◆ Tasks for this exercise:
a) Decide whether each statement agrees with the text on git filters. Answer yes or no for each, and quote the words that decide it: (i) git streams the output of a filter program without holding it all in memory. (ii) The built-in filters operate on whole buffers. (iii) Long-running filter processes allow one process to filter multiple files.
b) Quote the part of the text on git filters that begins at the words "In order to" and stops after "storage in git.".
c) Turn the paragraph of the text on git filters that opens with "Lastly, on windows" into a short list that keeps its main facts.

*** Text

23 07

This month felt quite intense and I have been busy non-stop, and particularly in the last three days where gix archive came to life. After all, when you have the capability to properly checkout and filter worktree files, one should also be able to stream these straight into an archive format. But let's start in order.

The `gix filter` crate

In order to perform worktree checkouts, one has to apply filters that transform objects from a form suitable for storing git back to the worktree version. This process is entirely controlled by git attributes and git configuration with complex rules and a lot of legacy. These control things like end-of-line conversions, ident substitution ( $Id$ ), encoding changes and lastly, external filter programs. This also means that filters can be applied in inverse when adding files from the worktree for storage in git.

Whereas the three built-in filters are relatively simple and operate on whole buffers, where objects can be assumed to be small enough to fit comfortably into memory, there are also user-defined drivers programs which can complicate things. It all starts simple with so-called clean and smudge filters, where each is a program to call, receiving the object on standard input and writing the filtered result to standard output. The filepath may also be passed for good measure, but that's all they can do.

Despite simple, here we complicate things a little when filter programs should support streaming. Think of git-lfs which receives a small manifest and turns that into potentially huge files that it downloads from a different storage. git itself unfortunately appears to be copying the entire output of the filter program to a buffer in memory with no streaming at all. gitoxide won't have problems with that though as streaming is fully supported.

Lastly, on windows those old clean and smudge filters tended to be more of a problem as each program invocation takes a lot of time. And so came the invention of long-running filter processes which communicate using protocol lines with each other, allowing one process to filter multiple files. And because that's apparently too synchronous, there is even a delayed filter mechanism which allows multiple objects to be sent, while the results will be received later.

******
*** Records provided

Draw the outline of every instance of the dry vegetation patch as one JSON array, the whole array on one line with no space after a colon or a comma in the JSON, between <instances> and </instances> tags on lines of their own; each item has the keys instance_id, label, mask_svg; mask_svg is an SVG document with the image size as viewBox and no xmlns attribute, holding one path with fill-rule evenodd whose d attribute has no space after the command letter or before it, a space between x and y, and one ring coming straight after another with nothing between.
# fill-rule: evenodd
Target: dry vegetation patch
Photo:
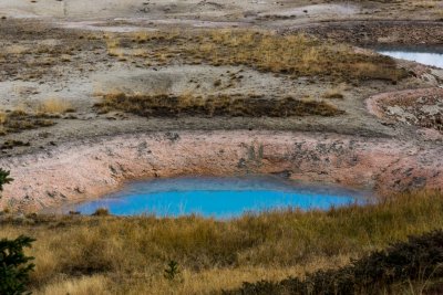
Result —
<instances>
[{"instance_id":1,"label":"dry vegetation patch","mask_svg":"<svg viewBox=\"0 0 443 295\"><path fill-rule=\"evenodd\" d=\"M74 284L100 294L206 294L243 281L338 267L392 241L441 229L442 210L441 193L422 192L365 207L276 211L230 221L3 214L0 238L37 239L29 252L37 257L35 289L68 291ZM163 273L172 260L181 275L169 282Z\"/></svg>"},{"instance_id":2,"label":"dry vegetation patch","mask_svg":"<svg viewBox=\"0 0 443 295\"><path fill-rule=\"evenodd\" d=\"M24 110L0 113L0 136L53 125L55 123L44 114L29 114Z\"/></svg>"},{"instance_id":3,"label":"dry vegetation patch","mask_svg":"<svg viewBox=\"0 0 443 295\"><path fill-rule=\"evenodd\" d=\"M145 64L247 65L293 77L324 76L334 80L388 80L406 75L388 56L357 53L305 34L280 35L251 30L196 32L143 32L105 35L109 54L120 60L142 59Z\"/></svg>"},{"instance_id":4,"label":"dry vegetation patch","mask_svg":"<svg viewBox=\"0 0 443 295\"><path fill-rule=\"evenodd\" d=\"M269 98L245 95L126 95L109 94L95 105L100 113L124 110L145 117L188 116L246 116L246 117L288 117L288 116L334 116L342 114L336 106L311 99L293 97Z\"/></svg>"}]
</instances>

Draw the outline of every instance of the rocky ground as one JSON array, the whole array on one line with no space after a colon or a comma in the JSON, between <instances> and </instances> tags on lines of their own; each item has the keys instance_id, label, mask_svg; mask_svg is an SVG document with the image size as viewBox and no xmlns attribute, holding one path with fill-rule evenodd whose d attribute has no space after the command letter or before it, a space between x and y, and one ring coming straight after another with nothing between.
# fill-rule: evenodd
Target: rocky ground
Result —
<instances>
[{"instance_id":1,"label":"rocky ground","mask_svg":"<svg viewBox=\"0 0 443 295\"><path fill-rule=\"evenodd\" d=\"M186 173L275 172L383 193L443 187L443 70L395 61L406 73L395 81L295 75L184 61L183 52L143 39L246 30L302 32L368 56L381 45L439 49L442 1L23 0L1 1L1 17L0 166L16 178L3 208L39 210L95 198L130 178ZM432 95L421 95L423 88ZM405 92L420 98L410 108L399 106ZM110 93L291 96L327 102L341 114L146 118L99 112ZM430 112L432 124L415 124ZM262 147L259 165L249 162L250 146Z\"/></svg>"}]
</instances>

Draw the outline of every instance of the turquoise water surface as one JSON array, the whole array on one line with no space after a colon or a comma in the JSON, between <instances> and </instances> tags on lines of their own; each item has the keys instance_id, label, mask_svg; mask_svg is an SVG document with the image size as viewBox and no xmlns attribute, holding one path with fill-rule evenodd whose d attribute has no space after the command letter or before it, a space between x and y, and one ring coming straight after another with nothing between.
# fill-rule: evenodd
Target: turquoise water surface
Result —
<instances>
[{"instance_id":1,"label":"turquoise water surface","mask_svg":"<svg viewBox=\"0 0 443 295\"><path fill-rule=\"evenodd\" d=\"M116 215L195 213L225 219L245 212L329 209L364 202L361 192L307 186L277 177L175 178L128 183L119 192L63 210L91 214L99 208L106 208Z\"/></svg>"}]
</instances>

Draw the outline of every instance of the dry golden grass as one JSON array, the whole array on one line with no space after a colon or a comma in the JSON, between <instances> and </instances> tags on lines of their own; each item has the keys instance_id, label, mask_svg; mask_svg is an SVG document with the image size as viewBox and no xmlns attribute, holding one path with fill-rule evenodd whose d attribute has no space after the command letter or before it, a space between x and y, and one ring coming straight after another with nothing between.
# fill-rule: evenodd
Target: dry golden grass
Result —
<instances>
[{"instance_id":1,"label":"dry golden grass","mask_svg":"<svg viewBox=\"0 0 443 295\"><path fill-rule=\"evenodd\" d=\"M100 113L124 110L146 117L189 116L334 116L342 114L336 106L312 99L248 97L245 95L125 95L112 93L96 104Z\"/></svg>"},{"instance_id":2,"label":"dry golden grass","mask_svg":"<svg viewBox=\"0 0 443 295\"><path fill-rule=\"evenodd\" d=\"M22 108L0 113L0 136L22 130L53 126L55 123L44 115L29 114Z\"/></svg>"},{"instance_id":3,"label":"dry golden grass","mask_svg":"<svg viewBox=\"0 0 443 295\"><path fill-rule=\"evenodd\" d=\"M356 53L349 45L305 34L214 29L107 34L106 43L110 55L131 61L148 60L154 64L181 61L215 66L246 65L295 77L324 76L334 80L399 81L406 75L403 70L396 69L390 57Z\"/></svg>"},{"instance_id":4,"label":"dry golden grass","mask_svg":"<svg viewBox=\"0 0 443 295\"><path fill-rule=\"evenodd\" d=\"M68 101L63 101L58 97L50 97L44 99L40 105L38 106L38 110L40 114L65 114L70 112L74 112L74 108L72 107L71 103Z\"/></svg>"},{"instance_id":5,"label":"dry golden grass","mask_svg":"<svg viewBox=\"0 0 443 295\"><path fill-rule=\"evenodd\" d=\"M443 226L443 196L420 192L379 204L276 211L230 221L199 217L2 217L0 239L37 239L37 294L207 294L243 281L303 276ZM178 262L173 282L166 264ZM73 291L74 292L74 291ZM76 293L73 293L76 294ZM83 294L83 293L79 293Z\"/></svg>"}]
</instances>

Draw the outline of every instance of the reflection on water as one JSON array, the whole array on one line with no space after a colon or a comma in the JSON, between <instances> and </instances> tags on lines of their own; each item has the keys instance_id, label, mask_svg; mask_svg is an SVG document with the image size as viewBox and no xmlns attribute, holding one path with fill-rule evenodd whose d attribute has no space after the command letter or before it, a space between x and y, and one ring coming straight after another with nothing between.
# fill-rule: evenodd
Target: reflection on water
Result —
<instances>
[{"instance_id":1,"label":"reflection on water","mask_svg":"<svg viewBox=\"0 0 443 295\"><path fill-rule=\"evenodd\" d=\"M112 214L177 217L197 213L231 218L296 207L329 209L364 203L361 192L336 187L306 186L274 177L156 179L127 185L105 198L63 208L91 214L107 208Z\"/></svg>"}]
</instances>

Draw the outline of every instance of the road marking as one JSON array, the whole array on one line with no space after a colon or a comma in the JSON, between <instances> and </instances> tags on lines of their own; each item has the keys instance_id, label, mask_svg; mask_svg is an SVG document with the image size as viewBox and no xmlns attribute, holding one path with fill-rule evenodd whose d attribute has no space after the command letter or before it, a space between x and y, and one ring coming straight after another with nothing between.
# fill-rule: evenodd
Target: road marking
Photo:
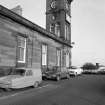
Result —
<instances>
[{"instance_id":1,"label":"road marking","mask_svg":"<svg viewBox=\"0 0 105 105\"><path fill-rule=\"evenodd\" d=\"M51 85L52 85L52 84L47 84L47 85L38 87L38 88L36 88L36 89L45 88L45 87L48 87L48 86L51 86ZM14 94L8 95L8 96L2 96L2 97L0 97L0 100L8 99L8 98L10 98L10 97L15 97L15 96L17 96L17 95L19 95L19 94L24 94L24 93L26 93L26 92L28 92L28 91L18 92L18 93L14 93Z\"/></svg>"}]
</instances>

******

◆ Exercise answers:
a)
(i) No: "git itself unfortunately appears to be copying the entire output of the filter program to a buffer in memory with no streaming at all."
(ii) Yes: "the three built-in filters are relatively simple and operate on whole buffers"
(iii) Yes: "allowing one process to filter multiple files"

b)
In order to perform worktree checkouts, one has to apply filters that transform objects from a form suitable for storing git back to the worktree version. This process is entirely controlled by git attributes and git configuration with complex rules and a lot of legacy. These control things like end-of-line conversions, ident substitution ( $Id$ ), encoding changes and lastly, external filter programs. This also means that filters can be applied in inverse when adding files from the worktree for storage in git.

c)
- On Windows, clean and smudge filters were a problem because each program invocation takes a lot of time.
- Long-running filter processes came next. They communicate using protocol lines and let one process filter multiple files.
- A delayed filter mechanism allows multiple objects to be sent, and the results are received later.